/---

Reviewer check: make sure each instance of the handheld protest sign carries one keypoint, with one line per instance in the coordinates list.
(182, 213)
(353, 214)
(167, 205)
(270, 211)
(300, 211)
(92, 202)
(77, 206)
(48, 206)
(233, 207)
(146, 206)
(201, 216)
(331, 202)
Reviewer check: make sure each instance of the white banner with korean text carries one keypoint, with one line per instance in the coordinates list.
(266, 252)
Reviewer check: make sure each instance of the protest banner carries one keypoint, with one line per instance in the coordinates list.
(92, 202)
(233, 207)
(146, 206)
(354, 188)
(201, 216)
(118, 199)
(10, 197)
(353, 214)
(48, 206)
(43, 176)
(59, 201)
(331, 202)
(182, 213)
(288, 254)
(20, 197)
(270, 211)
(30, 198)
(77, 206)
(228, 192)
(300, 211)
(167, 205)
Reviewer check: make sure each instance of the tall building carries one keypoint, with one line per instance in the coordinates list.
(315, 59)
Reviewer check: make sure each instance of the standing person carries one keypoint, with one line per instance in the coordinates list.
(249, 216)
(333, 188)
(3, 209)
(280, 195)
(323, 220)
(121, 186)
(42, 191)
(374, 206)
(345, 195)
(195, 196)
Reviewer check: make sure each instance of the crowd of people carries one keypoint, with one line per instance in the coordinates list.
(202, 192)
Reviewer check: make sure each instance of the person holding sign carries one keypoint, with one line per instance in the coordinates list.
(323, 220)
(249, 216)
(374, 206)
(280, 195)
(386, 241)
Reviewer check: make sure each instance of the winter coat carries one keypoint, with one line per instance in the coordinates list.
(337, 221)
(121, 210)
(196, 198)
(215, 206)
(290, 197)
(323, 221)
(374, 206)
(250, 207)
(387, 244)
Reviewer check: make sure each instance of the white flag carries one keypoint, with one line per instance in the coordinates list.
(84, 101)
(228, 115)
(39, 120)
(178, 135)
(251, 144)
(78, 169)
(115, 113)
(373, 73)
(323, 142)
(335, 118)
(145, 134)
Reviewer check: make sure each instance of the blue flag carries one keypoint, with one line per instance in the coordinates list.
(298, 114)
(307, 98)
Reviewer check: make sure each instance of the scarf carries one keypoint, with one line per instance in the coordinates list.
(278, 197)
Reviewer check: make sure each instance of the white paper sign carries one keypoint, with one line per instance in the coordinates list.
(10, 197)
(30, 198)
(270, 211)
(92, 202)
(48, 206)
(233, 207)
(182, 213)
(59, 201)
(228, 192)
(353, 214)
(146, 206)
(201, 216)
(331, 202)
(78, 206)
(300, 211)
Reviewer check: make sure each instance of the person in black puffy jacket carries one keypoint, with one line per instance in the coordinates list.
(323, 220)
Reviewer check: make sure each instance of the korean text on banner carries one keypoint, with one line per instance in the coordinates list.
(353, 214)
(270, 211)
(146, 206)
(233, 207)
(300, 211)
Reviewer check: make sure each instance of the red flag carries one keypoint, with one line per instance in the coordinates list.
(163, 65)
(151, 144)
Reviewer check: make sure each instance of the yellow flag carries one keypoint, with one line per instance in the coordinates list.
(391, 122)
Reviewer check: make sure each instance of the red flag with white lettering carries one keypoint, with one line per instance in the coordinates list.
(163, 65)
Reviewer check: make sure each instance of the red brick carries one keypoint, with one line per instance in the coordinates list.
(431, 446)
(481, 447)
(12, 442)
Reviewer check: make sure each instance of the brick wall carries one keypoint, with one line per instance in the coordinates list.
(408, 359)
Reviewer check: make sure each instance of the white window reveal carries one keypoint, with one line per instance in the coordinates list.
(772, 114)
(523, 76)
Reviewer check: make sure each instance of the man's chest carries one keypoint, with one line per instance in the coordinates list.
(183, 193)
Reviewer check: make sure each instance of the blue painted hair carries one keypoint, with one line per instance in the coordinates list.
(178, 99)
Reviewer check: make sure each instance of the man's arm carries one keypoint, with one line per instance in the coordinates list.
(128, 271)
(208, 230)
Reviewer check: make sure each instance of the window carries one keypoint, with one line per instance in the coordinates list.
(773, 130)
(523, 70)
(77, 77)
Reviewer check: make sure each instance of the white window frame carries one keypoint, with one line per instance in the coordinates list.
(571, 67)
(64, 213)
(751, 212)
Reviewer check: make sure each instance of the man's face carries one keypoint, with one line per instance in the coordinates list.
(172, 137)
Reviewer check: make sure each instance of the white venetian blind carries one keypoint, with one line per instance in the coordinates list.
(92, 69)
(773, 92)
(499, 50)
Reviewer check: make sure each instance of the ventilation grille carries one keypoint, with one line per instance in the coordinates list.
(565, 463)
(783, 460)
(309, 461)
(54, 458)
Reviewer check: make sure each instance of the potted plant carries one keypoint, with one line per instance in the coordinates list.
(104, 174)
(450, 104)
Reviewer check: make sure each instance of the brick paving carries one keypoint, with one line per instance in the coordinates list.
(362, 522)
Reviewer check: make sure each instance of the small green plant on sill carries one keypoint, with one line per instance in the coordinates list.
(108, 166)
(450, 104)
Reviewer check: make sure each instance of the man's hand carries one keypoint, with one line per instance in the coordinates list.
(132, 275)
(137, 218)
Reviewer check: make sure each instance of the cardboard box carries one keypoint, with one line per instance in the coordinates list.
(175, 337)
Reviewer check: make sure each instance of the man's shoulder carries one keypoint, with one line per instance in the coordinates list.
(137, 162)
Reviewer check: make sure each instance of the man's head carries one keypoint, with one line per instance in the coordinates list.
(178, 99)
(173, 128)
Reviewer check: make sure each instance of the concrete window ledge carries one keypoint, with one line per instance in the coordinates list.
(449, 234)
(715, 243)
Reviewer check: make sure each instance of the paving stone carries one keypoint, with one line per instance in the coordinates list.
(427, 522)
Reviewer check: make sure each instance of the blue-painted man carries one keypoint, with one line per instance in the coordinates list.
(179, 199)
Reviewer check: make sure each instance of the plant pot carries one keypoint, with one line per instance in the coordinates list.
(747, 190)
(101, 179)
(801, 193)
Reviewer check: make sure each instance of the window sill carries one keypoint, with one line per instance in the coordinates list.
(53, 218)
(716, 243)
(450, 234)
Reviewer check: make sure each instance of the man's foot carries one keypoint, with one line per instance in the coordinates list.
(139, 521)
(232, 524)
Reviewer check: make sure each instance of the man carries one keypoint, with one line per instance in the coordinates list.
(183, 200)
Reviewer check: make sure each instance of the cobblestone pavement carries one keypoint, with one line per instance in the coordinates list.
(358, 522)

\---

:: Exercise task ::
Your task is to retype all the records above with nothing left out.

:: Response ::
Reviewer check: make sure each instance of the handheld protest sign carries one keypoint, with one line per instance in the coordinates list.
(182, 213)
(353, 214)
(167, 205)
(270, 211)
(300, 211)
(92, 202)
(77, 206)
(48, 206)
(233, 207)
(146, 206)
(201, 216)
(331, 202)
Reviewer check: make sure each instance of the white banner with korean text carries one keypoint, with one line per instance in the coordinates list.
(266, 252)
Reviewer check: make sure each instance of the protest banner carries one keypoint, with one line per instance in the coordinates list.
(92, 202)
(233, 207)
(146, 206)
(354, 188)
(201, 216)
(118, 199)
(10, 197)
(353, 214)
(48, 206)
(43, 176)
(59, 201)
(331, 202)
(182, 213)
(288, 254)
(20, 197)
(270, 211)
(30, 198)
(77, 206)
(228, 192)
(300, 211)
(167, 205)
Reviewer check: make sure each instance of the tall building carries one keypoint, with one line per instance in the coordinates list.
(315, 59)
Reviewer check: make sure each instance of the standing person carries one keypoint, with one line per instance in the coordinates list.
(249, 216)
(333, 188)
(3, 209)
(280, 195)
(323, 220)
(121, 186)
(42, 191)
(374, 206)
(345, 195)
(195, 196)
Reviewer check: make sure each instance of the crowd of people carries one keypoint, with one line per instance in the coordinates list.
(202, 192)
Reviewer check: make sure each instance of the person holding sign carries one keypoint, with one line per instance in the coordinates list.
(323, 220)
(249, 216)
(374, 206)
(280, 195)
(386, 241)
Reviewer check: make sure each instance of the winter coat carries one keypoint, with one line per instance in the coordinates list.
(337, 221)
(121, 210)
(196, 198)
(215, 206)
(290, 197)
(323, 221)
(374, 206)
(250, 207)
(387, 244)
Reviewer check: make sure each instance of the white flag carries one keypoint, with one line per instance in the coordinates list.
(84, 101)
(228, 115)
(39, 120)
(178, 135)
(251, 144)
(78, 169)
(115, 113)
(373, 73)
(323, 142)
(335, 118)
(145, 134)
Reviewer check: make sure each instance of the blue flag carries one keypoint, with one line per instance in the coordinates list.
(298, 114)
(307, 98)
Reviewer check: make sure each instance of the scarf carries one keypoint, with one line per instance in the coordinates list.
(278, 197)
Reviewer check: make sure each instance of the white paper sign carries one keypoint, with one line per instance in the coordinates list.
(10, 197)
(30, 198)
(270, 211)
(92, 202)
(48, 206)
(233, 207)
(182, 213)
(59, 201)
(228, 192)
(353, 214)
(146, 206)
(201, 216)
(331, 202)
(78, 206)
(300, 211)
Reviewer check: make sure each instance of the person in black puffy jacket carries one keypoint, with one line per instance in the coordinates list.
(323, 220)
Reviewer check: make sure each instance of the korean text on banner carries one keypoint, with one line per instance in the coordinates list.
(353, 214)
(270, 211)
(146, 206)
(233, 207)
(300, 211)
Reviewer check: make sure each instance of the red flag carries one keypoint, with one line per instance in the coordinates list.
(163, 65)
(151, 144)
Reviewer check: make sure each instance of the yellow flag carries one keypoint, with one line per instance in the coordinates list.
(391, 122)
Reviewer check: make sure each instance of the red flag with white lettering carries one keypoint, with one line per instance in the coordinates list.
(163, 65)
Reviewer check: make sure each instance of the red brick carries one keypoint, with one line per instance in the coordinates list.
(431, 446)
(481, 447)
(12, 442)
Reviewer check: make sure each instance of the brick wall carries one keypoint, with one line per instance in the coordinates list.
(408, 359)
Reviewer check: make sure each instance of the white window reveal carries one keypoint, with one line per instance in the coordinates list.
(772, 114)
(523, 76)
Reviewer check: make sure each instance of the man's chest carries one keypoint, with one line per instance in the coordinates list.
(183, 193)
Reviewer check: make sure each instance of the blue painted hair carries one keypoint, with one line per instance in the coordinates list.
(178, 99)
Reviewer check: make sure each instance of the man's arm carries one keypoint, with one line per instance in the coordinates list.
(128, 271)
(208, 230)
Reviewer check: make sure each instance of the window carries one keypoint, with one line per instance in the coordinates list.
(773, 130)
(523, 70)
(77, 77)
Reviewer check: make sure each instance of the white window frame carries one keypoint, with one line per instance in the coordinates list.
(571, 67)
(64, 213)
(751, 212)
Reviewer check: make sure each instance of the man's face carries one keypoint, with one line per instance in the coordinates list.
(172, 137)
Reviewer check: make sure each instance of the white venetian blind carries one keypoint, with one line per instance in the coordinates list.
(92, 69)
(773, 92)
(499, 50)
Reviewer check: make sure each instance of the ventilation grille carries one keypoint, with one line per instance in the coordinates list.
(565, 463)
(783, 460)
(309, 461)
(54, 458)
Reviewer check: make sure each instance of the potted plant carries one keypoint, with one line per instance in the coordinates list.
(104, 174)
(450, 104)
Reviewer check: make sure each instance of the brick paving carries one keypoint, with one line per instance in the coordinates list.
(362, 522)
Reviewer check: make sure each instance of the small green plant on sill carries one keypoint, with one line per instance in the coordinates list.
(108, 166)
(450, 104)
Reviewer check: make sure each instance of the man's hand carries one keypoint, with one line per instance in the coordinates list.
(132, 275)
(137, 218)
Reviewer check: make sure each instance of the cardboard box carries one keypoint, with one line per instance in the coordinates list.
(175, 337)
Reviewer check: make sure each instance of the man's shoulder carries one keypoint, with one line per instance in the coordinates list.
(137, 162)
Reviewer check: make sure each instance of the man's head carries one keypoint, with one line per instance in the coordinates list.
(178, 99)
(173, 128)
Reviewer check: make sure each instance of the concrete window ledge carries one keypoint, with one line per instance in the coordinates list.
(449, 234)
(715, 243)
Reviewer check: make sure each instance of the paving stone carries one keypoint, with one line per instance in the coordinates list.
(427, 522)
Reviewer check: make sure each instance of the blue-painted man carries one keypoint, with one line per instance in the coordinates list.
(179, 199)
Reviewer check: make sure each instance of the plant pot carries one keypoint, with one line per instance in the coordinates list.
(747, 190)
(101, 179)
(801, 193)
Reviewer check: make sure each instance of the window sill carries one keypoint, with one line per instance in the coordinates list.
(53, 218)
(716, 243)
(450, 234)
Reviewer check: make sure each instance of the man's foot carries one keypoint, with one line per instance in the coordinates list.
(139, 521)
(232, 524)
Reviewer check: make sure each instance of the man carries one keypoint, with one line per instance in the coordinates list.
(183, 200)
Reviewer check: make sure each instance of the cobblestone pavement carries one keypoint, with one line per instance in the coordinates list.
(358, 522)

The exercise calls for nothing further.